**AVAILABLE RECORDS:**

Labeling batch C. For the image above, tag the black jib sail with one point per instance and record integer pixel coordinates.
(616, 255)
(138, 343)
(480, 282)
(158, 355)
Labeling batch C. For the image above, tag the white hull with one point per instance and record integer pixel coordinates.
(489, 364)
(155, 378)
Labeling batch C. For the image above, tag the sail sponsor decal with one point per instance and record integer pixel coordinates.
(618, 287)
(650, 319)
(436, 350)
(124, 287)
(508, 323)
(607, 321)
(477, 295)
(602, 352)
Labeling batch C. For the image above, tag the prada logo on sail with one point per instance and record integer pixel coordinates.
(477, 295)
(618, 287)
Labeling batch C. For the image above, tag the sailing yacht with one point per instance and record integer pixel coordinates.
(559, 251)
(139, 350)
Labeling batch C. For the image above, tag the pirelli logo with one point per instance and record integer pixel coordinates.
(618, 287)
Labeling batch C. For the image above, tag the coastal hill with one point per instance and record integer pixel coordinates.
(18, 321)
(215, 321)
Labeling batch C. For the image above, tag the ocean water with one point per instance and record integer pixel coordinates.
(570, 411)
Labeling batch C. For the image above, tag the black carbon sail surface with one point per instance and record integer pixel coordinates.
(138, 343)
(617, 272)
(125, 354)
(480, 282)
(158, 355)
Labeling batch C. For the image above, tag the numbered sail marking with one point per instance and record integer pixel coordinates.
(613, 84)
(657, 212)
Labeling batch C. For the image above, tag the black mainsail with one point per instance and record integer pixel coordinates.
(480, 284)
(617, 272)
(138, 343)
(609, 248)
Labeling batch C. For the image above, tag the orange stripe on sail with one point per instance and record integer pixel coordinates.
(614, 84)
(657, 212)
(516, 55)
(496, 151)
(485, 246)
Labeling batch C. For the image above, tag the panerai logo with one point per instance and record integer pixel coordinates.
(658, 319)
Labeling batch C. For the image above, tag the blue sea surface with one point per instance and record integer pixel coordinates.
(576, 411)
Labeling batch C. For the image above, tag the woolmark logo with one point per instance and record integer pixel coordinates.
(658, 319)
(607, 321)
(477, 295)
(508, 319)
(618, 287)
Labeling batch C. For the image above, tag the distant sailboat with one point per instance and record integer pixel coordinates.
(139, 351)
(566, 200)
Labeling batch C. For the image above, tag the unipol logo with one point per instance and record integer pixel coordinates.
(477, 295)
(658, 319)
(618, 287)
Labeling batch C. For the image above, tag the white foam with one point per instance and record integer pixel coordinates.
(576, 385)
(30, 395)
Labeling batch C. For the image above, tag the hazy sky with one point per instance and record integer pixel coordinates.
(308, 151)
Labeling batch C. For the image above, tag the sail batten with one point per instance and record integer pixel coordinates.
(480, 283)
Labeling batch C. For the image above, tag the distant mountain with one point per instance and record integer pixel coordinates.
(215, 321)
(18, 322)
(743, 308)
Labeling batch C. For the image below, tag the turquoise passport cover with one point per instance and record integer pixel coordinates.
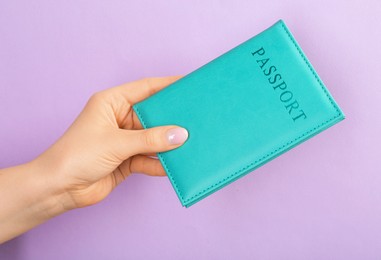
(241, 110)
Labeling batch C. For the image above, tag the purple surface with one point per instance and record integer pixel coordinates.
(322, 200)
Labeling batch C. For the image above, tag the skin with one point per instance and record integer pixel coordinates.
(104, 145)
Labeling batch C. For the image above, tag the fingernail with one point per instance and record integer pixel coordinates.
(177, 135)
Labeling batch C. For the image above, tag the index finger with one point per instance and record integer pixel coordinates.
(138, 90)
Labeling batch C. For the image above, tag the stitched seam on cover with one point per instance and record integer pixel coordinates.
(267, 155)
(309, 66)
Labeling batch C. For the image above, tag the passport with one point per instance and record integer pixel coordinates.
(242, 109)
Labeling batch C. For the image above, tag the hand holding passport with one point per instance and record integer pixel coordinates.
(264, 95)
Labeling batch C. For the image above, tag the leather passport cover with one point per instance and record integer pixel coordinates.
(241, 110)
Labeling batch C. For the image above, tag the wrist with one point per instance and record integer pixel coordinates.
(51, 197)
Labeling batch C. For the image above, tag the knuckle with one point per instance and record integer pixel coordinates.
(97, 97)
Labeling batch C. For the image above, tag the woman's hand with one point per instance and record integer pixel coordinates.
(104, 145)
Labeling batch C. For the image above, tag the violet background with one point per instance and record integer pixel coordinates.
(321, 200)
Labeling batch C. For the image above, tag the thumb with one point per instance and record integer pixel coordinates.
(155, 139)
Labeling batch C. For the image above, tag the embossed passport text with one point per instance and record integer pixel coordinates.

**INSTRUCTION:** Turn every line of the records above into a JSON list of strings, with one string per line and no blank lines. Leave the pictures out of the answer.

**THE RESPONSE:**
[
  "Labeling batch C. For the image above, tag the black jib sail with one point per instance and record integer pixel coordinates.",
  "(616, 255)",
  "(138, 343)",
  "(480, 282)",
  "(158, 355)",
  "Labeling batch C. For the image above, tag the white hull with one point per instance and record integer pixel coordinates.",
  "(489, 364)",
  "(155, 378)",
  "Labeling batch C. For the image above, tag the sail sponsor decal with one point per instance and record integer pixel coordinates.",
  "(618, 287)",
  "(650, 319)",
  "(436, 350)",
  "(124, 287)",
  "(508, 323)",
  "(607, 321)",
  "(477, 295)",
  "(602, 352)",
  "Labeling batch C. For the image above, tag the prada logo on sail with one point per instance and record integer pixel coordinates.",
  "(477, 295)",
  "(618, 287)",
  "Labeling batch C. For the image above, tag the sailing yacht with one point per instance and record integer pixel coordinates.",
  "(559, 251)",
  "(139, 350)",
  "Labeling batch C. For the image above, tag the pirelli logo with one point per instance and record integer pixel coordinates.",
  "(618, 287)",
  "Labeling batch C. For the image above, tag the coastal hill with one point per instance and record integer pixel coordinates.",
  "(18, 321)",
  "(215, 321)",
  "Labeling batch C. For the image above, tag the ocean water with one point per instance and record integer pixel coordinates.",
  "(570, 411)",
  "Labeling batch C. For the image above, tag the black carbon sail surface with one point per instance and record integer pixel coordinates.",
  "(138, 343)",
  "(617, 272)",
  "(125, 354)",
  "(480, 282)",
  "(158, 355)",
  "Labeling batch C. For the image above, tag the numbered sail marking with one point per instance and record integer pixel coordinates.",
  "(613, 84)",
  "(657, 212)",
  "Labeling batch C. For the image above, tag the black mainsail with one point per instance and record integer pixel coordinates.",
  "(480, 284)",
  "(617, 272)",
  "(138, 343)",
  "(609, 248)",
  "Labeling batch C. For the image above, tag the orange stripe on sail with one point per instance and record integer pixel coordinates.",
  "(614, 84)",
  "(657, 212)",
  "(516, 55)",
  "(496, 151)",
  "(485, 246)",
  "Labeling batch C. For the image above, tag the panerai logo with one point per instance and record integer pixel coordinates.",
  "(658, 319)",
  "Labeling batch C. For the image above, tag the blue sea surface with one point per instance and record integer pixel coordinates.",
  "(576, 411)",
  "Labeling batch C. For the image above, tag the woolmark logo with one point per instance and record integer pixel coordinates.",
  "(658, 319)",
  "(607, 321)",
  "(477, 295)",
  "(508, 319)",
  "(618, 287)",
  "Labeling batch C. For the image above, tag the distant sailboat with one point per instance and record integer pixel coordinates.",
  "(139, 351)",
  "(566, 200)",
  "Labeling batch C. For the image above, tag the unipol logo with one point per instance and record integer pixel coordinates.",
  "(477, 295)",
  "(658, 319)",
  "(618, 287)",
  "Labeling batch C. For the image above, tag the white foam with one point per instance and record integer pixel coordinates.",
  "(576, 385)",
  "(30, 395)",
  "Labeling batch C. For the image above, tag the hazy sky with one point per instance and record integer pixel coordinates.",
  "(308, 151)",
  "Labeling batch C. For the image above, tag the sail batten with one point per instance and record integer pixel coordinates.",
  "(480, 283)",
  "Labeling batch C. For the image above, tag the distant mountain with one point per instance and record integer pixel coordinates.",
  "(215, 321)",
  "(18, 322)",
  "(743, 308)",
  "Labeling batch C. For the image below, tag the turquoise passport cover with one point per instance and record integer pixel coordinates.",
  "(241, 110)",
  "Labeling batch C. For the image above, tag the purple surface with one point per instance and record integer pixel coordinates.",
  "(322, 200)",
  "Labeling batch C. For the image above, tag the skin with one point per instance and record integer pixel coordinates.",
  "(104, 145)",
  "Labeling batch C. For the image above, tag the fingernail with one point per instance and record integer pixel coordinates.",
  "(177, 135)",
  "Labeling batch C. For the image above, tag the index finger with one point per instance and record integer pixel coordinates.",
  "(138, 90)",
  "Labeling batch C. For the image above, tag the stitched seam on cover with one point per instance and record integer pixel coordinates.",
  "(267, 155)",
  "(309, 66)",
  "Labeling batch C. For the image above, tag the passport with one point per instance and record integer pixel coordinates.",
  "(242, 109)",
  "Labeling batch C. For the image above, tag the hand holding passport with one point per instance and record integer pixel coordinates.",
  "(264, 95)",
  "Labeling batch C. For the image above, tag the leather passport cover with one point per instance and record integer pixel coordinates.",
  "(241, 110)",
  "Labeling batch C. For the image above, tag the wrist with one point per instance and record integer pixel coordinates.",
  "(51, 197)",
  "Labeling batch C. For the image above, tag the knuckle with one point per instance and record integer pixel coordinates.",
  "(97, 97)",
  "Labeling batch C. For the image above, tag the woman's hand with one point per instance and record integer pixel coordinates.",
  "(104, 145)",
  "Labeling batch C. For the image above, tag the violet background with one point per instance and record integer pixel coordinates.",
  "(321, 200)",
  "Labeling batch C. For the image above, tag the thumb with one point per instance and record integer pixel coordinates.",
  "(155, 139)",
  "Labeling batch C. For the image above, tag the embossed passport text with one point per instance and record integer pixel coordinates."
]